| PASSAGE TO READ |
Charitable Transfers Get Maximum Return on 'Minimum Distribution'

NEW YORK ( TheStreet) -- One of the temporary benefits extended for tax year 2013 by the American Taxpayer Relief Act of 2012 was the ability for people age 70.5 and older to transfer up to $100,000 tax free directly from an IRA account to a qualifying charity. These charitable transfers can be used to satisfy the taxpayer's "required minimum distribution" for the year.

Using this technique can result in substantial tax savings. Here is how it works:

Dave Donor, 72, must take a fully taxable required minimum distribution of $4,263 from his IRA this year. Dave also owes $5,000 on a pledge to the Visual Art Center of New Jersey building fund. He can contact the trustee of his IRA account and request that $5,000 be sent directly from the account to the center to cover his required minimum IRA distribution for 2013 and his pledge. The $5,000 is not reported as income on his 2013 Form 1040, but he cannot deduct it as a charitable contribution on his Schedule A.

If this tax benefit had not been extended, Dave would have had to claim $4,263 as gross income on Page 1 of his Form 1040 and claim a $5,000 charitable deduction on Schedule A. The $4,263 would increase his Adjusted Gross Income and could, as a result, increase the taxable portion of his Social Security (or Railroad Retirement) benefits by as much as $3,624, reduce his medical and miscellaneous itemized deductions by up to $426 and reduce or eliminate a number of other deductions and credits affected by AGI, possibly causing him to fall victim to the dreaded Alternative Minimum Tax.

Now the $5,000 IRA transfer is tax free and does not increase his AGI. The additional $737 represents a tax-free withdrawal from his IRA.

There is nothing in the law that limits the number of transfers that can be made during the year, or the number of charities to which the money can be transferred. So Dave can choose to transfer $1,000 each to four different churches or charities and $263 to a fifth. The only requirements are:
  • The taxpayer must be at least 70.5 years old and subject to the required minimum distribution rules.
  • The distribution must be a direct trustee-to-trustee transfer. The IRA trustee must transfer the money directly to the charity; taxpayers cannot get the distribution in their hands, then donate it to the charity.
  • One hundred percent of the transfer must qualify as a charitable contribution eligible to be deducted on Schedule A.
  • The maximum amount that can be excluded from taxable income for the year is $100,000.

| INFORMATION SUPPLIED |

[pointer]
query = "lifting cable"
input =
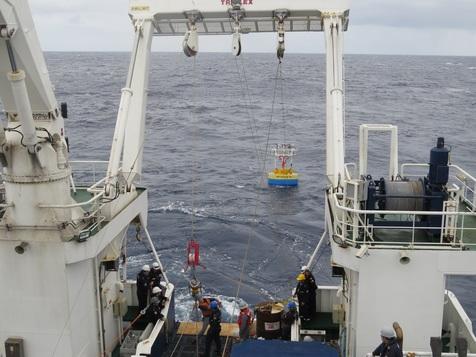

| ASSIGNMENT 1 |
Output the part of the article on charitable IRA transfers from "There is nothing" up to and including "to the charity.", copying it word for word.
| ASSIGNMENT 2 |
Using the article on charitable IRA transfers, say whether each statement below agrees with it, answering yes or no and quoting the deciding words exactly.
(a) Dave can deduct the $5,000 transfer as a charitable contribution on his Schedule A.
(b) The law limits the number of charities that can receive transfers during the year.
(c) Dave's required minimum distribution from his IRA this year is $4,263.

| EXERCISE RESULT 1 |
There is nothing in the law that limits the number of transfers that can be made during the year, or the number of charities to which the money can be transferred. So Dave can choose to transfer $1,000 each to four different churches or charities and $263 to a fifth. The only requirements are:
  • The taxpayer must be at least 70.5 years old and subject to the required minimum distribution rules.
  • The distribution must be a direct trustee-to-trustee transfer. The IRA trustee must transfer the money directly to the charity; taxpayers cannot get the distribution in their hands, then donate it to the charity.

| EXERCISE RESULT 2 |
(a) No: "but he cannot deduct it as a charitable contribution on his Schedule A."
(b) No: "There is nothing in the law that limits the number of transfers that can be made during the year, or the number of charities to which the money can be transferred."
(c) Yes: "Dave Donor, 72, must take a fully taxable required minimum distribution of $4,263 from his IRA this year."